The Joseph Smith Papers
- Cover of first published volume
- Author: Joseph Smith, Jr.
- Language: English
- Genre: Religious writings
- Published: 2008–2023 (print)
- Publisher: Church Historian's Press (The Church of Jesus Christ of Latter-day Saints)
- Publication place: United States
- Media type: Print and online
- Website: JosephSmithPapers.org

= The Joseph Smith Papers =

Documentary editing project to collect and research documents by Joseph Smith

The Joseph Smith Papers (or Joseph Smith Papers Project) is a documentary editing project to collect, research, and publish all documents created by, or under the direction of, Joseph Smith (1805–1844), the founder of the Latter Day Saint movement. Documents are published online alongside transcriptions and annotations, with selections also published in 27 printed volumes.

The project began in 2001, published its first printed volume in 2008 and released its final printed volume in 2023; as of 2024, the project continues to publish digital content. The Church History Department of the Church of Jesus Christ of Latter-day Saints (LDS Church) sponsored the project; the department's imprint, the Church Historian's Press, published the website and printed volumes.

==History of the project==
After Smith's death in 1844, a collection of his papers was carried west by Brigham Young and other church leaders. Some significant documents remained with Smith's widow, Emma, and others, such as John Whitmer. Many of these were not published until years later by the LDS Church, the Community of Christ, and independent researchers.

The "roots" of the project began in the late 1960s when Truman G. Madsen invited Dean C. Jessee, then an employee of the Church Historian's Office, to contribute documents relating to Joseph Smith and early Mormonism to issues of BYU Studies. In 1972, Leonard J. Arrington was appointed the Church Historian and he directed Jessee to continue to "locate, collect, and transcribe Smith's writings." This resulted in Jessee's 1984 publication, The Personal Writings of Joseph Smith, followed by the two volume Papers of Joseph Smith, the first in 1989 and the second in 1992. This preliminary publication of Smith's documents was important to the creation of the biography Joseph Smith: Rough Stone Rolling, which Richard Bushman published in 2005.

In 2001, Jessee's project became a joint venture between Brigham Young University's (BYU) Joseph Fielding Smith Institute and the LDS Church Archives. The project was renamed The Joseph Smith Papers and expanded with added funding from Larry H. and Gail Miller. (The Millers provided a donation of $10 million in bonds and additional cash contributions.) In June 2004, the project received endorsement by the National Historical Publications and Records Commission, a division of the US National Archives, ensuring research was conducted according to the highest scholarly standards. The project was moved to Salt Lake City in 2005, when BYU's Joseph Fielding Smith Institute dissolved.

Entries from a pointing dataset
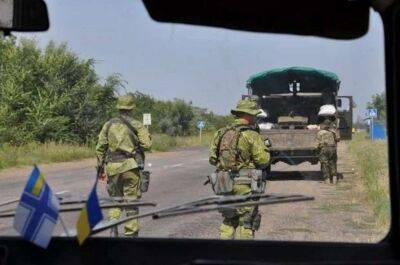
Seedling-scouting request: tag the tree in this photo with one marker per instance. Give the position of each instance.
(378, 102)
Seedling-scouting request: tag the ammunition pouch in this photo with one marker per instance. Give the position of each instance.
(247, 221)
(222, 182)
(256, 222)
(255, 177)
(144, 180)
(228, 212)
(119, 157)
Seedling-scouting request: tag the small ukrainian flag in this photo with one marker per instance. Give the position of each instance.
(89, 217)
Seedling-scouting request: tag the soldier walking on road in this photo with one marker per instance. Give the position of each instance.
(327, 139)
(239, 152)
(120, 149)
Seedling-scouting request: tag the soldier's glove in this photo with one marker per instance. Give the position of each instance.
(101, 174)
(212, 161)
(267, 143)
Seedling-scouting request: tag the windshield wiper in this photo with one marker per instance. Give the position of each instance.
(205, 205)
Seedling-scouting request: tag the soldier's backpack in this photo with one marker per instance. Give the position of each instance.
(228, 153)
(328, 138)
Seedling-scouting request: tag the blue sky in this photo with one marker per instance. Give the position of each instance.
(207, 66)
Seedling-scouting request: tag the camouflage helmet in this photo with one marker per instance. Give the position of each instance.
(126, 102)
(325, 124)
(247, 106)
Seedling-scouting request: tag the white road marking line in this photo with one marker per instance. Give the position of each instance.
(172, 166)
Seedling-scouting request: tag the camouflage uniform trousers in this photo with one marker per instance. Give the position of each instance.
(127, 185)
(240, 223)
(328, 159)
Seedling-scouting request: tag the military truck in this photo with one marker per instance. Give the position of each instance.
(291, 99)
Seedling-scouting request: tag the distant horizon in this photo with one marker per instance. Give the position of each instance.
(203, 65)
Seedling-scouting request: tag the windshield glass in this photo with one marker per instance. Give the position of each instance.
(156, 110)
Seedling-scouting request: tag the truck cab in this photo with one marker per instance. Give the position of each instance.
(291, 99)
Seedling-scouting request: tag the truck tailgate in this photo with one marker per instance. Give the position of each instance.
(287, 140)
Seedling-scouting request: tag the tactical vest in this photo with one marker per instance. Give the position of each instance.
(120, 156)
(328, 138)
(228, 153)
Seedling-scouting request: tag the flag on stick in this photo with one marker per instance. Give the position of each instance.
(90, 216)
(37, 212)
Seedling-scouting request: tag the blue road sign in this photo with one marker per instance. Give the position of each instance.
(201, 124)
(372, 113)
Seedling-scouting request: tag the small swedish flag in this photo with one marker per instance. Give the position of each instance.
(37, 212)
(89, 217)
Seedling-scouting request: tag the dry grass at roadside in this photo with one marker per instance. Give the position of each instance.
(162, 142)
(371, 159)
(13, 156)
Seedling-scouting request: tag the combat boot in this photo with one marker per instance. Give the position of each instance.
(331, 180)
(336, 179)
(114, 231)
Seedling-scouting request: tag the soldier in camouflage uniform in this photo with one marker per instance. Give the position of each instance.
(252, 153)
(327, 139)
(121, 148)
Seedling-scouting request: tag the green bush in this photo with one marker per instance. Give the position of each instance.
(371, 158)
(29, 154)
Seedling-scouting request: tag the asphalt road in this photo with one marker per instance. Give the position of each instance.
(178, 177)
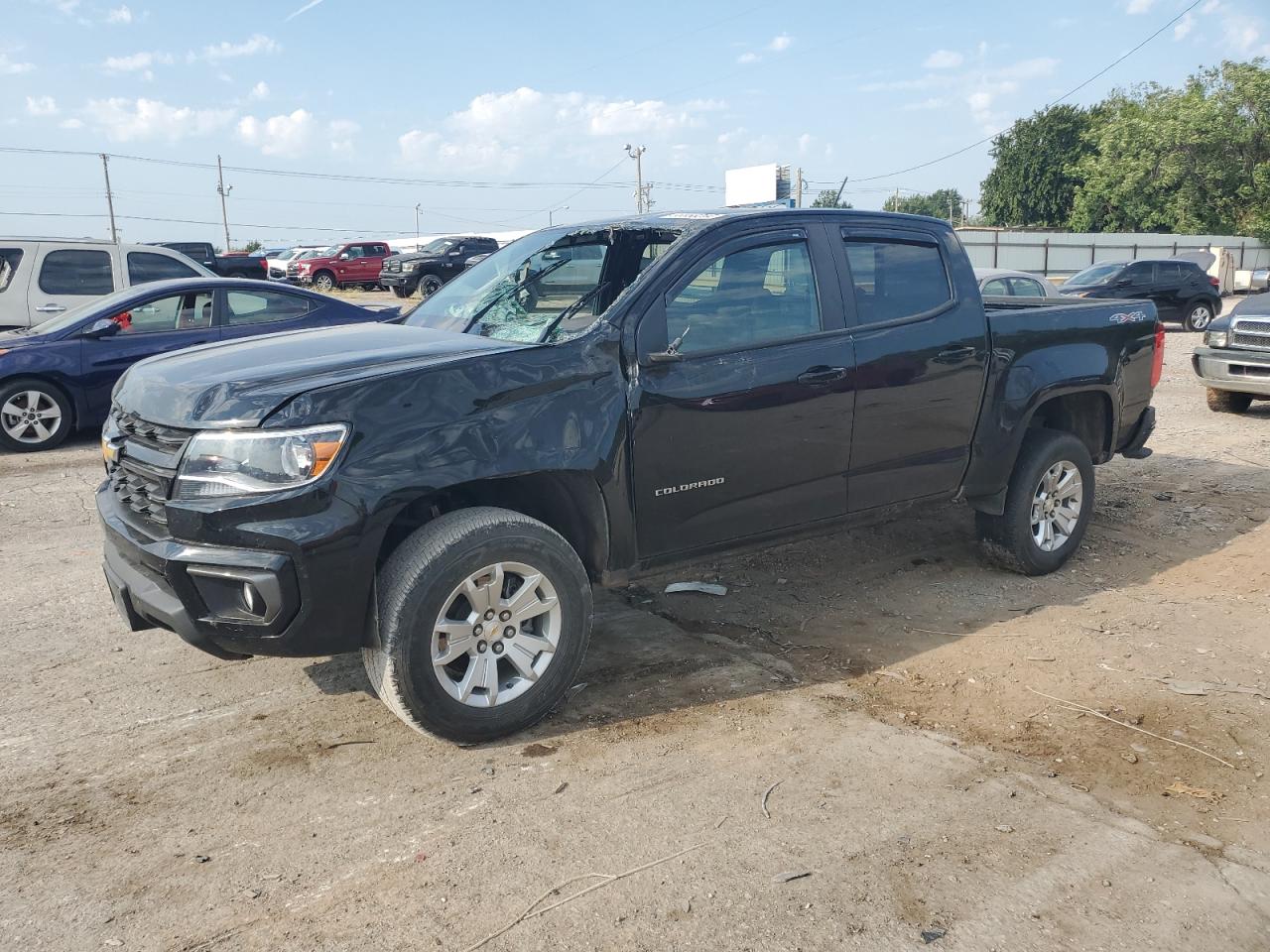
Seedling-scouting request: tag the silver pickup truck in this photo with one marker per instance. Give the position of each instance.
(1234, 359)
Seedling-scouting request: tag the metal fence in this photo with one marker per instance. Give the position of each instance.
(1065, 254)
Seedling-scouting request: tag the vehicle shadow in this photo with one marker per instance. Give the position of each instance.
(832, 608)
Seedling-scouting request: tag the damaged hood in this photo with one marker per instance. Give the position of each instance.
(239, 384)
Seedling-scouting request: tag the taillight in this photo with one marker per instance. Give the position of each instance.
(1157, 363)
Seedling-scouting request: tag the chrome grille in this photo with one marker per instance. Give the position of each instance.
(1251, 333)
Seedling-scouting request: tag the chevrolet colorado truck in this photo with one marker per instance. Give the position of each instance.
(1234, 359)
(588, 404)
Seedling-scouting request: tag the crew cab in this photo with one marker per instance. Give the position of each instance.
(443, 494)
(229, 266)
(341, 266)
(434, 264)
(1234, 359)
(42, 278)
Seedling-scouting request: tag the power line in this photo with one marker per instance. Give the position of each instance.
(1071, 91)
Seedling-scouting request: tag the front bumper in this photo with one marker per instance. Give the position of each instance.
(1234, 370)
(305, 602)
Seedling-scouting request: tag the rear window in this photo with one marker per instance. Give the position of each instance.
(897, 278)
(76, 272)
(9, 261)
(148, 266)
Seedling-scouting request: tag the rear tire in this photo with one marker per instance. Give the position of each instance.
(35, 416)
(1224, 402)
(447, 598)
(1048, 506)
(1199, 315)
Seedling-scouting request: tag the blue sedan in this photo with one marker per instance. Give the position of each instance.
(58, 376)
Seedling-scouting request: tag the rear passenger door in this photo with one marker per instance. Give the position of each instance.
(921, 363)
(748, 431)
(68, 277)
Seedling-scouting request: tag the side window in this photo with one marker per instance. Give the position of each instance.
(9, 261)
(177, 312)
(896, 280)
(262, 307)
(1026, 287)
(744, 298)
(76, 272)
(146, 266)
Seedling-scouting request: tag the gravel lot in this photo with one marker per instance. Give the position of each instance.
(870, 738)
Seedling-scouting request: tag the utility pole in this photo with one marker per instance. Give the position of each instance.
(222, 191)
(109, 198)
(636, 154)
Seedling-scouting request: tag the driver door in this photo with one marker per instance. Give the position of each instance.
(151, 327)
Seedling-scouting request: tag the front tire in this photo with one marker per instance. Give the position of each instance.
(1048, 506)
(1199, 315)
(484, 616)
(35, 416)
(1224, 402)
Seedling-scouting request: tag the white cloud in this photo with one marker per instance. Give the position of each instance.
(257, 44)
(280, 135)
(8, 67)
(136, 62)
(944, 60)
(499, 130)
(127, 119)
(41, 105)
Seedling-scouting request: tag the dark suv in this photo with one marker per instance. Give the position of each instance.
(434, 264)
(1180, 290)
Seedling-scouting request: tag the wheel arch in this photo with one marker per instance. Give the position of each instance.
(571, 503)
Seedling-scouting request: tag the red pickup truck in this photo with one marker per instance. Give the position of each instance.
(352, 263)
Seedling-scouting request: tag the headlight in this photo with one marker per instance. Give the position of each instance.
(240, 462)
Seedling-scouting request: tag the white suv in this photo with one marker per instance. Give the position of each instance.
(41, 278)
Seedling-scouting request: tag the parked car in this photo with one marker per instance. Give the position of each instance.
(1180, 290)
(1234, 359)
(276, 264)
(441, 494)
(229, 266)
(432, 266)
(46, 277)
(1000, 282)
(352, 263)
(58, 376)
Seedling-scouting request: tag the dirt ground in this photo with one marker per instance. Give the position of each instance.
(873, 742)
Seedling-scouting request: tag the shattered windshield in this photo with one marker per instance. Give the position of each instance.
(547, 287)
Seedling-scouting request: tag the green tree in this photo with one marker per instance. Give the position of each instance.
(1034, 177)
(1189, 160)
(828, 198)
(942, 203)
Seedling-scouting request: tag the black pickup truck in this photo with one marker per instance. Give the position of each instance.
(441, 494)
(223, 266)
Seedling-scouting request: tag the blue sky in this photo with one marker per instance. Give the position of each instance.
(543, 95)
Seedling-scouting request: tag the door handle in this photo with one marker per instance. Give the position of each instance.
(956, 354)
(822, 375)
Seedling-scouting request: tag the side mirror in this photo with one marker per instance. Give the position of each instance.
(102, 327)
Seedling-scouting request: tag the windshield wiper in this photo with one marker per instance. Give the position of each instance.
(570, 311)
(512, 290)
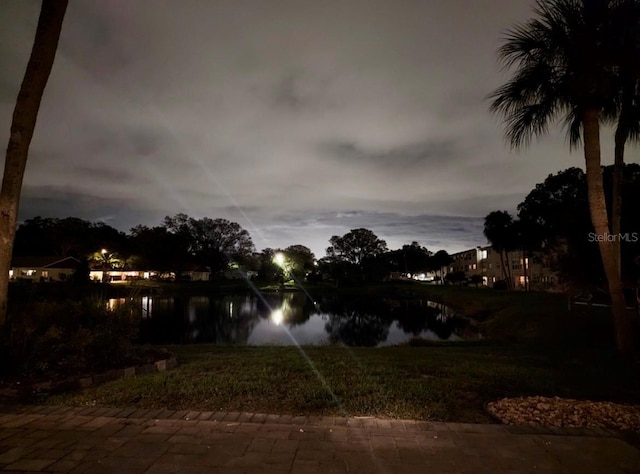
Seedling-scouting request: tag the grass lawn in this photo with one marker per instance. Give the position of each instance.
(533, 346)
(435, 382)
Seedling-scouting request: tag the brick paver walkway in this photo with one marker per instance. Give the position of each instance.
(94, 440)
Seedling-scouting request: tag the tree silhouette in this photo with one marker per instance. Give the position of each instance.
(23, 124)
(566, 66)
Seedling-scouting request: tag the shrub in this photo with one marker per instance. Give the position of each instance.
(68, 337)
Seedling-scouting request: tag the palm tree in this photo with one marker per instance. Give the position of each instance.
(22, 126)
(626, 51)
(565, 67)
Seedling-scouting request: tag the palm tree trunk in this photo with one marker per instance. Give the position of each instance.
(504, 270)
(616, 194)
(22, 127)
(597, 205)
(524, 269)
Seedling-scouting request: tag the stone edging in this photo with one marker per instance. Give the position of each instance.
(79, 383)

Work to do:
1. Identify every row of the records that contains the string "line", and copy each of those rows in full.
2. Continue the article about the Joseph Smith Papers project, starting after its last sentence.

Answers to the problems:
1.
Seedling-scouting request: tag the white road marking line in this photo with one marker per instance. Give the position of each instance.
Seedling-scouting request: tag the power line in this photo with one marker per instance. Give the position of each instance.

2.
===Publishing===
In February 2008, the Church Historian's Press, was established "for publishing works related to the Church's origin and growth." The publication of The Joseph Smith Papers was the press's initial project. Marlin K. Jensen, Church Historian and Recorder at the time of the press' establishment, said the papers project would include "journals, diaries, correspondence, articles and notices. Everything of a written nature Joseph Smith generated, or over which he had oversight." (Note: High resolution images of many of the original documents had previously been published by Brigham Young University Press in 2002 as part of Selected Collections from the Archives of The Church of Jesus Christ of Latter-day Saints. The two volume set contains 76 DVDs of images from 1830 to 1923, including complete images of the Joseph Smith Collection, circa 1831–1844, the Revelations Collections, circa 1831–1876, architectural drawings of the Nauvoo Temple, and several volumes containing minutes from meetings Joseph Smith attended or oversaw.) Prior to publication of the documents, transcripts of the manuscripts were verified three times, and annotation was supplied to provide the historical context for each document.

The first volume of The Joseph Smith Papers, entitled, The Joseph Smith Papers, Journals, Volume 1: 1832–1839, was released in December 2008. Despite the $50 retail price, unexpectedly high demand caused the initial printing of 12,500 copies to sell out in two weeks, and the publishers to triple their projected second printing order to 16,500. Many Christmas purchasers bought gift certificates for the coming printing and some extant copies were resold for over twice the retail price.

The final printed volume, number 15 of the Documents series, was published on June 27, 2023. Even though the print volumes are completed, new content will continue to come and the website will see "substantial work" beyond 2023.

==Volumes==
Initially, the project anticipated that it would publish around two dozen print volumes, as well as online publication of additional documents not included in the print editions. After the release of the final volume, the printed volumes numbered 27.

The papers are divided into the following seven series:

===Administrative records===
The Administrative records series published records relating to the "institutions that were established under Smith's directions" as well as minutes for meetings Smith attended.

- Administrative Records, Council of Fifty, Minutes, March 1844–January 1846 (published September 26, 2016)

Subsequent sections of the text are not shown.